- [TEXT PROVIDED]
◆ ◆ ◆ ◆ ◆ ◆ ◆
Whatever is the selected transport, a high-performance bidirectional channel is provided, with in-order guaranteed delivery with automatic batching even for messages sent from the clients to server.

In addition to web transports, Lightstreamer supports native push notifications to mobile clients. No extra development on the server side is necessary: messages originated from the Data Adapter can use both the streaming channel and the push notification channel. Apple APNs for iOS and Google GCM for Android are fully supported.
Message Routing
Publish-subscribe with message multiplexing and massive fan-out.
Lightstreamer implements a pub-sub paradigm, to decouple message producers from message consumers.

A client subscribes to items (the basic piece of information) while specifying a schema (a set of fields for each item). When an item is subscribed to by a client for the first time, the subscription is propagated to the Data Adapter, which can start publishing updates for that item. Any subsequent client subscribing to the same item does not cause any new request to the Data Adapter. When the last client unsubscribes from that item, the Data Adapter is notified it can stop publishing updates for that item. This is called publish-on-demand.

Thanks to publish-on-demand, no data needs to be produced when no actual recipient exists, saving on systems resources.

Any message routing scenario is supported. From unicasting (where a message targets only one client), to broadcasting (where a message reaches all the clients), passing through multicasting (where a message reaches a group of clients). Broadcast, multicast, and unicast subscriptions can be freely mixed as part of the same client session.

Lightstreamer implements an asymmetric pub-sub paradigm. The publishers are on the server side (connected to the Data Adapters) and the subscribers are on the client side. This highly optimizes the cases where there is some massive publishing from back-end data feeds. In many scenarios, the data feed is completely different from the data consumer (due to topology, to protocol, or to the business model). But clients can still publish data, by sending direct messages to the Data Adapter (intermediated by the Metadata Adapter for security reasons).

This way, the Data Adapter keeps the responsibility of publishing the actual updates for each item. In some cases, the Data Adapter will want to validate, reformat, and process the data before publishing it. This is the extreme flexibility provided by the asymmetric pub-sub model, compared to traditional symmetric pub-sub systems, where publisher and subscribers are all peers (and some complex ESB might be needed to validate and adapt the data flows).
Optimized Delivery
Where the Lightstreamer magic happens. Automatic bandwidth throttling, with data resampling, conflation, compression, delta delivery, and batching.
Based on the nature of the data, series of updates to an item can be filtered, to reduce their frequency, via queueing, resampling, and conflation. For each subscription of each client, Lightstreamer allows to define how data can be filtered, with several parameters. Filtering is then applied on the fly to the data stream based on a number of static and dynamic conditions.

With bandwidth allocation, for each client a maximum bandwidth can be allocated to its multiplexed streaming connection. Lightstreamer guarantees that such max bandwidth is never exceeded. Max bandwidth can even be changed dynamically during the life of a client session.
◆ ◆ ◆ ◆ ◆ ◆ ◆
- [TASKS TO PERFORM]
1: According to the Lightstreamer text, which mobile push notification services are fully supported?
2: Pick up the Lightstreamer text after its last sentence and carry it on.

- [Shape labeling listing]
◆ ◆ ◆ ◆ ◆ ◆ ◆
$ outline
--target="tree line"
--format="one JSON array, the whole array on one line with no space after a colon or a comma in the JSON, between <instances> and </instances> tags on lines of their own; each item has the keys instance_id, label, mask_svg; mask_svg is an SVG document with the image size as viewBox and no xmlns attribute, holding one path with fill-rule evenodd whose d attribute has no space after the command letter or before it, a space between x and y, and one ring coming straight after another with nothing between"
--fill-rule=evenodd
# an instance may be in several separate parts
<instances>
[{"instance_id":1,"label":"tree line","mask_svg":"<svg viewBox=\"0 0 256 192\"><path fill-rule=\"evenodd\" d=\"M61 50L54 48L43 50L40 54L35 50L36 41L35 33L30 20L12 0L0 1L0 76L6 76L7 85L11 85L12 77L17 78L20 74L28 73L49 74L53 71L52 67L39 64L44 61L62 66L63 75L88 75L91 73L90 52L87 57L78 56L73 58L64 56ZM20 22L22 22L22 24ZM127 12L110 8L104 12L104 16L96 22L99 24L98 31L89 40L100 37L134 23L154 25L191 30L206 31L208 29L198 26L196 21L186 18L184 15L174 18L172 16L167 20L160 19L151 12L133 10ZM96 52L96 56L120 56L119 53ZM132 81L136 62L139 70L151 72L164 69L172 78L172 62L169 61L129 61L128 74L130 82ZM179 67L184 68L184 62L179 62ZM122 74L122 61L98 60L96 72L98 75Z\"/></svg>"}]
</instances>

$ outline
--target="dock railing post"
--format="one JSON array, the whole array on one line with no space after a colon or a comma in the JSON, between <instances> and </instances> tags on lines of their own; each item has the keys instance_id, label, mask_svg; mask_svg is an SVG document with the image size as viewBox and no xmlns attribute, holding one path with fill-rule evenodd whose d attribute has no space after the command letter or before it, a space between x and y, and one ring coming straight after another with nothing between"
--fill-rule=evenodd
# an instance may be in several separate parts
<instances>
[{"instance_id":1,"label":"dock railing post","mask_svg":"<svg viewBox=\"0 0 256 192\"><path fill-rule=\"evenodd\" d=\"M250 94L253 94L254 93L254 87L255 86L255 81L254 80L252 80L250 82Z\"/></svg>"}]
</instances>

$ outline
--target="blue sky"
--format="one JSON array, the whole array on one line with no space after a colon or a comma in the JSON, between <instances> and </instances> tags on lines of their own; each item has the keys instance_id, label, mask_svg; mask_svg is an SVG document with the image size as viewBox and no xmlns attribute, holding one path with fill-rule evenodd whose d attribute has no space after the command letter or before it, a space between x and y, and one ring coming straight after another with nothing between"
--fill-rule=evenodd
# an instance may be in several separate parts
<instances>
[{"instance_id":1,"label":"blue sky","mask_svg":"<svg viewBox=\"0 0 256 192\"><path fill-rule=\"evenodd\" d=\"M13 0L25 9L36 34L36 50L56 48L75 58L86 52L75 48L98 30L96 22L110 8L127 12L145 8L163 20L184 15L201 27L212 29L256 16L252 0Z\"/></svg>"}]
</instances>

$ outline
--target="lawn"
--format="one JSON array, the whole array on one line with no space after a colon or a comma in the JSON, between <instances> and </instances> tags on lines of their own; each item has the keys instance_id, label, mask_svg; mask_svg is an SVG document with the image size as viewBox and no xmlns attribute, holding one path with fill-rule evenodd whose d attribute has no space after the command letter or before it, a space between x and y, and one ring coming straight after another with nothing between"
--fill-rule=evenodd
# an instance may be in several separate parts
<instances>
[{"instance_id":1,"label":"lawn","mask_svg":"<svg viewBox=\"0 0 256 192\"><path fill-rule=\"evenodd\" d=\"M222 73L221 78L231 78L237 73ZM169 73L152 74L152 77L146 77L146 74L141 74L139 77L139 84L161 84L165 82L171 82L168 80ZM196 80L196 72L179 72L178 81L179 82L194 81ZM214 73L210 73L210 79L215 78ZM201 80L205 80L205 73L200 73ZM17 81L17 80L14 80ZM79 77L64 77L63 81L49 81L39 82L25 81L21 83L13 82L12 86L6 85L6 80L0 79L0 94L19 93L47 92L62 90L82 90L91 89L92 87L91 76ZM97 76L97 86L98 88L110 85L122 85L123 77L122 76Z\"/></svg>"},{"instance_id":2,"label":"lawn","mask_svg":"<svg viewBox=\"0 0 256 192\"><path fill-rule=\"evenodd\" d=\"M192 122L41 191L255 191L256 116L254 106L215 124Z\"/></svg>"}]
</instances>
◆ ◆ ◆ ◆ ◆ ◆ ◆
- [THE REPLIES]
1: Apple APNs for iOS and Google GCM for Android.

2:
With frequency allocation, for each subscription of each client, a maximum update frequency (message rate) can be allocated. Lightstreamer guarantees that such max frequency is never exceeded. Max frequency can even be changed dynamically during the life of a client session.

With real bandwidth detection, Internet congestions are detected by Lightstreamer and the actual available bandwidth at any point in time for each client is estimated.

Lightstreamer heuristically combines all these categories of variables to dynamically throttle the data flow by applying the proper filtering algorithms to each subscription for each client.

Example: Suppose a mobile client connected over a tiny-bandwidth network with terrible packet loss and a desktop client connected with a broadband connection subscribe to the same item. This item might contain the 3D coordinates of a user in a multiplayer game, or the telemetry data of an airplane, or the prices of a financial instrument. In all the cases, each client will receive an amount of updates compatible with its network capacity. The first user above will probably receive less updates per second than the second user. But both will receive up-to-date data, not aged data that stacked up in a queue. Resampling done on the fly for each individual user is one of the most powerful features of Lightstreamer. To learn more on this and other network optimizations provided by Lightstreamer, you can check out this article (even if you are not interested in gaming applications).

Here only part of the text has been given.